■ DATA ROWS
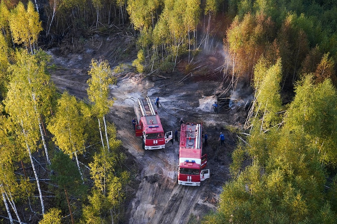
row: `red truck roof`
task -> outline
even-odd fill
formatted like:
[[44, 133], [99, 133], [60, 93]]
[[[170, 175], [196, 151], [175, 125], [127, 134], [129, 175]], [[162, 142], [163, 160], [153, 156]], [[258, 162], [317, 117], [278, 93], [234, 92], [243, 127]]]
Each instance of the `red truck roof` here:
[[158, 114], [154, 116], [142, 117], [141, 117], [141, 120], [143, 124], [143, 129], [144, 130], [147, 130], [147, 133], [164, 132], [164, 129], [160, 123], [160, 119]]
[[202, 126], [195, 123], [187, 123], [182, 125], [181, 131], [179, 164], [190, 160], [201, 165]]

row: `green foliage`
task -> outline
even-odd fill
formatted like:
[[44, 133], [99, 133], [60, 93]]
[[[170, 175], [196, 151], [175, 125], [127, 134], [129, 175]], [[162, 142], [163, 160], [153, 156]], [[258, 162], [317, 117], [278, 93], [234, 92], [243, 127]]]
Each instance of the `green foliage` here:
[[[259, 64], [256, 71], [266, 74]], [[256, 122], [233, 153], [235, 178], [217, 212], [202, 223], [336, 223], [337, 181], [323, 166], [336, 164], [336, 90], [329, 79], [314, 83], [307, 76], [298, 84], [282, 125], [261, 132]], [[239, 173], [245, 152], [253, 163]]]
[[111, 223], [112, 218], [114, 222], [119, 218], [117, 211], [122, 208], [130, 178], [128, 172], [120, 172], [117, 167], [123, 157], [103, 149], [94, 156], [89, 164], [94, 187], [89, 205], [83, 208], [81, 223]]
[[53, 171], [51, 178], [60, 186], [59, 190], [64, 192], [65, 188], [71, 193], [85, 197], [86, 187], [82, 184], [76, 165], [68, 155], [62, 151], [56, 153], [52, 159], [50, 168]]
[[142, 73], [144, 71], [144, 65], [142, 63], [145, 62], [145, 58], [144, 52], [141, 50], [138, 51], [137, 59], [132, 62], [132, 66], [135, 67], [138, 72], [141, 73]]
[[157, 11], [162, 0], [128, 0], [126, 10], [131, 22], [137, 30], [147, 30], [154, 26]]
[[336, 164], [335, 88], [329, 79], [314, 85], [312, 77], [308, 76], [295, 92], [287, 112], [286, 126], [292, 130], [303, 130], [308, 143], [316, 149], [322, 161]]
[[278, 124], [282, 110], [280, 83], [282, 78], [281, 60], [268, 68], [263, 58], [259, 60], [254, 70], [254, 87], [256, 89], [255, 105], [258, 117], [262, 117], [262, 129], [268, 129]]
[[245, 153], [243, 147], [239, 145], [232, 153], [233, 162], [229, 165], [229, 172], [232, 177], [238, 176], [240, 174], [245, 159]]
[[58, 209], [52, 208], [43, 216], [43, 219], [39, 222], [39, 224], [61, 224], [61, 211]]

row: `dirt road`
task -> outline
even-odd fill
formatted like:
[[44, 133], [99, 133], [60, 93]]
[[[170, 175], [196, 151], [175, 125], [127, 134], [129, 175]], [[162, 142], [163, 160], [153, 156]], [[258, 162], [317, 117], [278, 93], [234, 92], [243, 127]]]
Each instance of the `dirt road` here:
[[[66, 89], [85, 99], [88, 78], [87, 68], [90, 57], [94, 56], [85, 52], [75, 56], [81, 58], [82, 64], [87, 63], [86, 68], [81, 69], [76, 63], [70, 63], [69, 57], [55, 57], [55, 63], [61, 68], [52, 72], [52, 79], [60, 89]], [[125, 223], [187, 223], [191, 215], [198, 220], [215, 209], [221, 187], [230, 178], [228, 164], [237, 140], [235, 135], [225, 127], [235, 124], [240, 126], [246, 116], [246, 113], [239, 107], [235, 111], [228, 108], [225, 100], [223, 101], [218, 114], [212, 114], [211, 105], [214, 99], [222, 94], [223, 98], [228, 97], [221, 83], [196, 80], [192, 76], [184, 78], [185, 75], [179, 73], [163, 75], [169, 78], [151, 76], [144, 78], [127, 73], [118, 75], [117, 85], [111, 87], [115, 103], [107, 117], [116, 124], [118, 138], [134, 157], [140, 169], [136, 178], [141, 180], [140, 184], [129, 207], [130, 217]], [[163, 107], [158, 112], [166, 132], [178, 128], [181, 118], [185, 122], [203, 123], [209, 136], [209, 145], [204, 147], [203, 153], [208, 154], [207, 168], [211, 174], [200, 187], [178, 185], [177, 142], [167, 143], [164, 149], [145, 151], [142, 148], [140, 138], [135, 136], [131, 120], [134, 116], [134, 99], [146, 96], [154, 100], [159, 97]], [[219, 149], [220, 131], [225, 134], [226, 146]]]

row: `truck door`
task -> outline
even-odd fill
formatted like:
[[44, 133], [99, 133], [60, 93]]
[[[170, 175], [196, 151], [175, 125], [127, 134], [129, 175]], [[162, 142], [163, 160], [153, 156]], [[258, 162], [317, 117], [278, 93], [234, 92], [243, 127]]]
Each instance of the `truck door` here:
[[205, 154], [201, 157], [201, 169], [205, 168], [207, 165], [207, 154]]
[[170, 140], [172, 139], [173, 136], [172, 131], [165, 133], [165, 143], [167, 143]]
[[138, 137], [143, 134], [143, 126], [142, 125], [136, 125], [136, 136]]
[[204, 170], [200, 173], [200, 180], [203, 181], [210, 177], [210, 170]]

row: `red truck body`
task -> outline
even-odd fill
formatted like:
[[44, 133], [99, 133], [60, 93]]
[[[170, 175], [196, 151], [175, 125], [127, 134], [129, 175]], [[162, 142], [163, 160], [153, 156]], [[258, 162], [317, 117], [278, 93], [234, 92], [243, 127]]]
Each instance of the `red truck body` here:
[[142, 138], [142, 146], [145, 150], [164, 148], [165, 143], [172, 138], [172, 131], [164, 135], [164, 130], [158, 112], [150, 98], [139, 98], [134, 104], [137, 119], [136, 136]]
[[202, 154], [202, 124], [181, 125], [177, 168], [179, 184], [198, 186], [209, 177], [209, 170], [202, 170], [207, 165], [207, 154]]

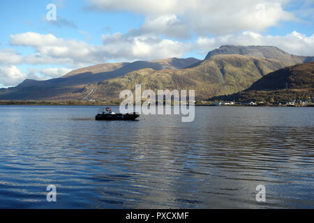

■ WHAT YOU NEED TO DO
Pull out every line in the rows above that contains the string "body", matching case exactly.

■ SOLUTION FOR THIS PROBLEM
row: `red truck body`
Each instance of the `red truck body` here:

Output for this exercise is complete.